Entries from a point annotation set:
━━━━

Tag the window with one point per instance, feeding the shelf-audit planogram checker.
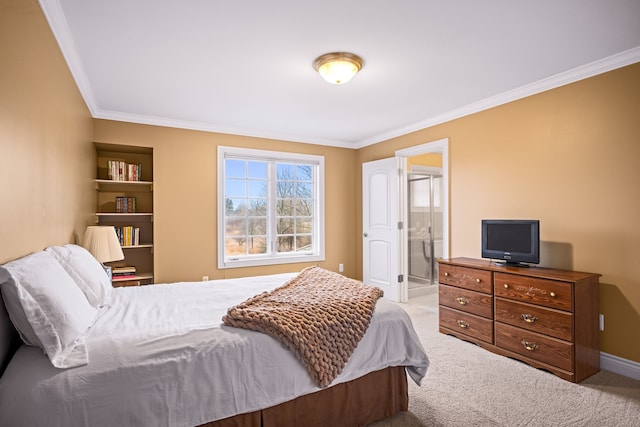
(270, 207)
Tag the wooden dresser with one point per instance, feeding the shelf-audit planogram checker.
(545, 317)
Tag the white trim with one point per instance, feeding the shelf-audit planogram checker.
(612, 62)
(439, 146)
(621, 366)
(58, 24)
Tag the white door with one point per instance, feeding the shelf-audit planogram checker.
(381, 253)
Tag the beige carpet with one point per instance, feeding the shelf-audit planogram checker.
(468, 386)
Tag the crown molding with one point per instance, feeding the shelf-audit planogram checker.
(604, 65)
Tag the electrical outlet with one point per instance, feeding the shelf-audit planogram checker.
(602, 322)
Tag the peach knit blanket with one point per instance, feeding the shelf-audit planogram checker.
(319, 315)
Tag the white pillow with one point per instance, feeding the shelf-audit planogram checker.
(86, 271)
(47, 308)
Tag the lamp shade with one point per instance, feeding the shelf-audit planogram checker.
(103, 243)
(338, 67)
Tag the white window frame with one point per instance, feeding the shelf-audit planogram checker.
(271, 258)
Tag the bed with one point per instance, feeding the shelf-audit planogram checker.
(160, 355)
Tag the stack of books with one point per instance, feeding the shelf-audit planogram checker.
(125, 204)
(128, 235)
(124, 272)
(122, 171)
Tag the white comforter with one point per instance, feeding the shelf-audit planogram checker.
(159, 356)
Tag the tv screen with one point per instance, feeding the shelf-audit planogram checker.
(513, 241)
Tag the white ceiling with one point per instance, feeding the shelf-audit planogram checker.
(245, 66)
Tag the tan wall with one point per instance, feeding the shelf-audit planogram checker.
(46, 159)
(185, 211)
(428, 159)
(568, 157)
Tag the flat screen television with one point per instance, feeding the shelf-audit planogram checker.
(512, 241)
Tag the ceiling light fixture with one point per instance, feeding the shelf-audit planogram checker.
(338, 67)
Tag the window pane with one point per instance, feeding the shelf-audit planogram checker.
(285, 207)
(234, 188)
(270, 206)
(304, 172)
(284, 171)
(304, 207)
(234, 168)
(235, 246)
(257, 226)
(257, 170)
(257, 188)
(285, 226)
(257, 207)
(235, 226)
(304, 190)
(285, 244)
(257, 245)
(304, 225)
(235, 207)
(303, 243)
(285, 189)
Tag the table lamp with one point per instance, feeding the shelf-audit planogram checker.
(103, 244)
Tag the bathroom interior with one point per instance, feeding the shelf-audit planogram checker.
(425, 228)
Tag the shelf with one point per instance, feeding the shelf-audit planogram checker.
(124, 214)
(141, 276)
(111, 185)
(108, 213)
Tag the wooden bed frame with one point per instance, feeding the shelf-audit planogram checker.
(367, 399)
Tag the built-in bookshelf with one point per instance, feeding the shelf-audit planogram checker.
(124, 186)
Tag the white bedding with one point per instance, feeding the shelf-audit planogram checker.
(159, 356)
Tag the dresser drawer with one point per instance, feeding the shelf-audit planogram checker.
(467, 324)
(550, 293)
(465, 300)
(556, 323)
(468, 278)
(536, 346)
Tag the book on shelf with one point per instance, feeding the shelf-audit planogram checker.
(127, 269)
(128, 235)
(122, 171)
(125, 204)
(123, 277)
(127, 283)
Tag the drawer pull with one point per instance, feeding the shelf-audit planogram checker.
(462, 301)
(463, 324)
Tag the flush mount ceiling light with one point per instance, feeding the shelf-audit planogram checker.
(338, 67)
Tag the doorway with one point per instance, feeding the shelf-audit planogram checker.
(424, 228)
(385, 259)
(426, 153)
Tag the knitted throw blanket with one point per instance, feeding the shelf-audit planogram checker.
(319, 315)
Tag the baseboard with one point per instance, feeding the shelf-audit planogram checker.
(621, 366)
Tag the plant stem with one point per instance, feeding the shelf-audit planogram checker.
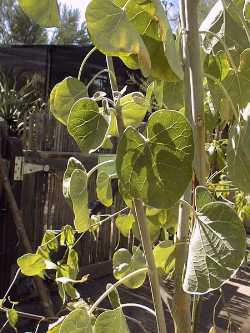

━━━━

_STATED EXERCISE:_ Edit the records starting with the line with "Tag the flush" and going on through the end of the records: put "entryway" in place of "doorway" and keep everything else the same. Leave the pictures out of your answer.

_ANSWER TO THIS EXERCISE:_
Tag the flush mount ceiling light with one point per instance, feeding the shelf-audit planogram checker.
(338, 67)
Tag the entryway with one point per instance, feeding the shelf-audit planogram checker.
(424, 228)
(385, 259)
(426, 153)
Tag the knitted throw blanket with one point per instance, feeding the shelf-audit planogram checker.
(319, 315)
Tag the baseboard with one point per instance, feeding the shelf-audit planogram checker.
(621, 366)
Tag the plant stem with one point per instance, feeding the shelf-audit planogram checker.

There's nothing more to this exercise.